==== TASK INPUT
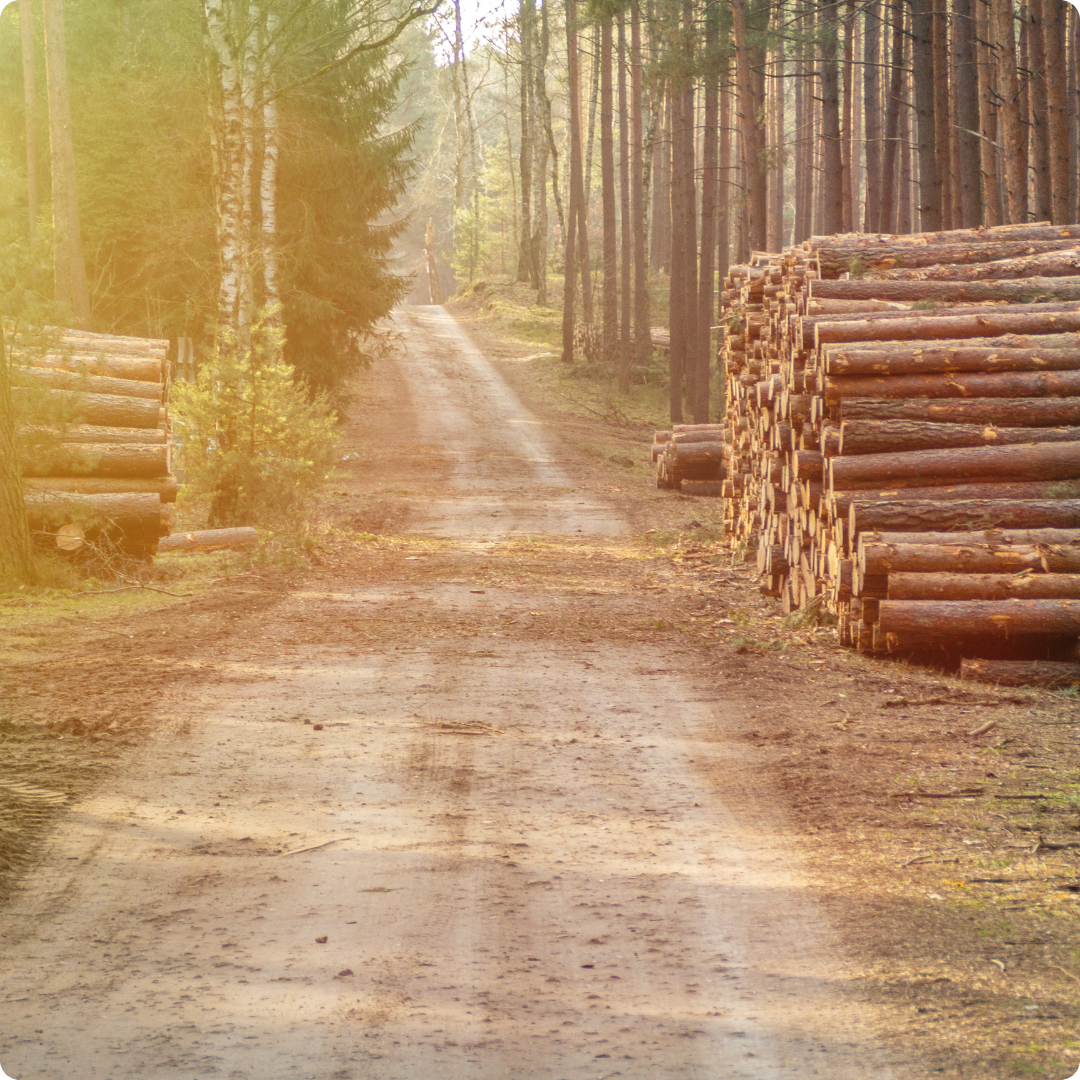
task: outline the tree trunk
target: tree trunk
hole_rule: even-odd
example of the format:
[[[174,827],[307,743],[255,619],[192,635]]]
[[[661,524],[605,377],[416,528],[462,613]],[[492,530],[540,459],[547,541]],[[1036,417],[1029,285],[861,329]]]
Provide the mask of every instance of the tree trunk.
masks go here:
[[[600,23],[600,193],[604,248],[604,365],[614,371],[619,352],[619,245],[615,211],[614,88],[611,19]]]
[[[686,171],[683,140],[686,121],[683,116],[685,97],[682,86],[673,78],[668,85],[668,115],[671,117],[671,276],[668,289],[668,324],[671,339],[668,346],[668,407],[671,422],[683,419],[683,390],[688,372],[688,330],[686,293],[686,230],[685,203]]]
[[[979,534],[975,534],[976,538]],[[1080,572],[1080,546],[1075,544],[976,543],[957,536],[950,544],[859,544],[859,574],[1021,574]]]
[[[983,224],[982,190],[979,183],[982,167],[978,136],[979,79],[975,52],[975,17],[972,11],[972,3],[981,2],[982,0],[953,0],[956,43],[953,88],[958,152],[956,173],[960,187],[960,224],[964,228]]]
[[[937,117],[934,92],[934,0],[912,0],[912,77],[915,86],[915,124],[919,148],[919,228],[941,226],[941,176],[937,156]]]
[[[634,354],[640,367],[652,356],[649,337],[649,277],[645,261],[645,142],[641,86],[641,16],[638,0],[630,3],[630,218],[634,233]]]
[[[856,459],[858,460],[858,459]],[[1077,499],[970,499],[956,502],[896,498],[872,505],[854,500],[848,508],[851,536],[895,529],[1056,528],[1075,529],[1080,525]]]
[[[1049,0],[1051,4],[1063,0]],[[1050,221],[1053,216],[1050,183],[1050,106],[1046,72],[1046,27],[1044,0],[1028,0],[1028,64],[1031,92],[1031,166],[1034,174],[1036,221]]]
[[[866,108],[865,232],[881,231],[881,19],[868,4],[863,13],[863,101]]]
[[[734,185],[731,182],[731,87],[728,85],[728,79],[731,74],[730,60],[725,56],[723,61],[723,70],[720,75],[720,168],[719,168],[719,193],[718,198],[720,201],[720,215],[717,222],[717,274],[720,278],[720,287],[723,289],[724,278],[728,275],[728,270],[731,267],[731,200],[732,192],[734,191]],[[799,80],[799,84],[802,84],[802,80]],[[798,94],[798,85],[796,86],[796,94]],[[799,153],[796,150],[796,155]],[[796,161],[798,158],[796,157]],[[796,174],[797,175],[797,174]],[[795,184],[796,192],[798,191],[798,180]],[[796,236],[796,239],[798,237]],[[721,309],[723,308],[723,300],[720,301]],[[717,319],[721,320],[721,314],[718,312]],[[723,328],[720,331],[724,333]]]
[[[852,159],[852,125],[855,118],[855,107],[852,100],[852,89],[854,86],[855,72],[852,61],[855,58],[855,2],[854,0],[846,0],[845,2],[844,16],[844,63],[843,63],[843,84],[844,84],[844,105],[843,105],[843,118],[840,124],[840,150],[841,150],[841,198],[843,199],[843,214],[842,214],[842,232],[854,232],[854,192],[858,187],[855,179],[855,163]],[[837,15],[839,15],[839,8],[837,9]],[[783,55],[783,46],[781,46],[781,56]],[[780,100],[783,101],[783,84],[781,83]],[[783,130],[783,123],[781,122],[781,131]],[[782,174],[782,166],[781,166]],[[778,247],[777,251],[780,250]]]
[[[1075,442],[1076,428],[983,427],[936,424],[925,420],[845,420],[840,453],[889,454],[907,450],[943,450],[961,446],[1016,446],[1021,443]]]
[[[1044,686],[1059,690],[1080,686],[1080,664],[1051,660],[961,660],[960,678],[996,686]]]
[[[943,375],[951,371],[1076,371],[1080,369],[1080,343],[1065,334],[1071,347],[1048,349],[965,347],[962,344],[918,345],[898,343],[887,349],[830,348],[822,368],[827,375]],[[1039,338],[1030,340],[1038,341]]]
[[[533,257],[533,221],[532,221],[532,166],[533,133],[536,128],[534,114],[536,105],[533,101],[533,38],[536,21],[534,0],[521,0],[518,14],[518,37],[521,41],[521,74],[519,76],[519,112],[521,114],[521,141],[518,145],[518,175],[521,177],[521,222],[518,239],[518,281],[531,281],[534,288],[537,280],[535,258]],[[543,173],[540,183],[543,184]]]
[[[49,96],[49,149],[52,168],[53,258],[56,299],[69,308],[76,326],[90,329],[90,293],[86,284],[75,146],[71,134],[64,0],[42,0],[45,15],[45,68]]]
[[[975,0],[975,57],[979,75],[979,162],[982,186],[983,224],[1000,225],[1001,185],[998,157],[998,89],[997,50],[994,38],[993,12],[990,0]]]
[[[1070,221],[1069,105],[1066,63],[1066,5],[1064,0],[1043,0],[1043,40],[1046,60],[1047,143],[1050,165],[1050,220]],[[1076,61],[1074,59],[1073,63]]]
[[[1031,305],[1019,304],[1018,307]],[[1054,305],[1050,305],[1054,306]],[[989,309],[992,310],[992,309]],[[830,318],[830,316],[825,316]],[[932,315],[928,318],[890,318],[882,313],[875,319],[845,319],[821,322],[804,319],[803,327],[817,322],[814,332],[819,344],[840,341],[917,341],[933,338],[992,337],[998,334],[1053,334],[1080,331],[1080,311],[1056,314],[1025,314],[1021,312],[994,313],[986,315]],[[1072,391],[1080,393],[1080,391]],[[892,397],[892,394],[885,396]],[[921,395],[926,397],[926,394]]]
[[[762,131],[760,103],[755,93],[754,59],[760,47],[748,45],[748,0],[733,0],[735,53],[739,85],[739,124],[742,131],[743,163],[746,170],[748,240],[751,248],[764,251],[768,243],[767,179],[765,173],[765,138]]]
[[[815,282],[817,284],[817,282]],[[1020,281],[880,281],[876,284],[865,281],[830,281],[821,283],[820,294],[825,298],[834,290],[824,286],[849,285],[849,290],[836,290],[837,295],[865,297],[879,301],[893,300],[933,300],[940,303],[979,303],[992,300],[1006,300],[1025,303],[1034,297],[1040,300],[1080,300],[1080,277],[1025,278]],[[814,312],[808,312],[814,314]]]
[[[1001,141],[1005,159],[1007,222],[1027,221],[1027,117],[1020,111],[1020,76],[1017,71],[1013,0],[994,0],[995,37],[1001,50]]]
[[[30,245],[37,241],[41,196],[38,182],[37,75],[34,65],[34,23],[31,0],[19,0],[19,33],[22,44],[23,102],[26,109],[26,209]]]
[[[277,241],[277,173],[281,132],[278,122],[277,99],[274,92],[274,60],[277,54],[277,13],[266,16],[267,44],[263,50],[262,92],[267,95],[262,108],[263,161],[259,186],[259,211],[262,222],[263,302],[273,310],[281,301],[281,252]],[[434,266],[434,248],[432,265]],[[438,282],[435,284],[438,292]],[[437,303],[438,301],[433,301]],[[280,321],[280,315],[275,317]]]
[[[15,445],[10,367],[0,318],[0,585],[25,583],[31,575],[30,527]]]
[[[657,126],[652,143],[652,244],[649,265],[653,271],[671,266],[671,108],[667,88],[657,101]]]
[[[911,47],[905,35],[904,39],[904,80],[903,99],[900,106],[900,179],[898,203],[896,207],[896,231],[899,233],[911,233],[915,229],[914,221],[914,172],[911,163],[911,78],[908,70],[911,67]]]
[[[930,25],[934,52],[934,148],[938,164],[938,208],[941,228],[951,229],[953,160],[952,95],[949,89],[949,13],[945,4],[931,7]],[[925,226],[924,226],[925,228]]]
[[[566,0],[567,94],[570,99],[570,197],[566,210],[566,253],[563,262],[562,362],[574,362],[574,277],[576,241],[583,199],[581,175],[581,75],[577,46],[577,2]]]
[[[705,131],[701,162],[701,264],[697,299],[698,392],[694,396],[694,422],[709,421],[709,371],[712,361],[714,268],[716,257],[717,152],[720,121],[719,13],[706,11],[705,22]],[[781,206],[781,214],[783,207]]]
[[[878,232],[895,232],[900,205],[900,103],[904,94],[904,9],[894,0],[892,10],[892,78],[885,107],[885,147],[881,155],[881,217]]]
[[[547,165],[548,153],[553,151],[555,137],[551,129],[551,101],[547,93],[547,64],[550,38],[548,32],[548,0],[540,0],[540,35],[537,42],[537,62],[535,67],[535,111],[540,131],[535,139],[536,148],[536,216],[533,224],[533,260],[536,264],[536,302],[546,306],[548,302],[548,204],[547,204]],[[533,26],[535,27],[535,20]],[[551,187],[559,215],[559,225],[563,227],[562,208],[559,205],[559,159],[552,152]]]
[[[618,15],[619,64],[619,391],[630,390],[633,244],[630,224],[630,108],[626,96],[626,14]]]
[[[157,553],[170,551],[223,551],[226,548],[254,547],[259,534],[252,528],[201,529],[198,532],[174,533],[158,544]]]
========
● EXERCISE REQUIREMENTS
The lines above from the one with "[[[174,827],[307,743],[255,619],[192,635]]]" through the one with "Provide the mask" are to be duplicated exactly, ends included, with nothing added.

● RESULT FOR THIS TASK
[[[174,827],[307,743],[255,619],[192,635]]]
[[[661,524],[605,377],[416,528],[462,613]],[[492,530],[540,459],[547,541]],[[1036,417],[1029,285],[861,329]]]
Provide the mask of every instance of the tree trunk.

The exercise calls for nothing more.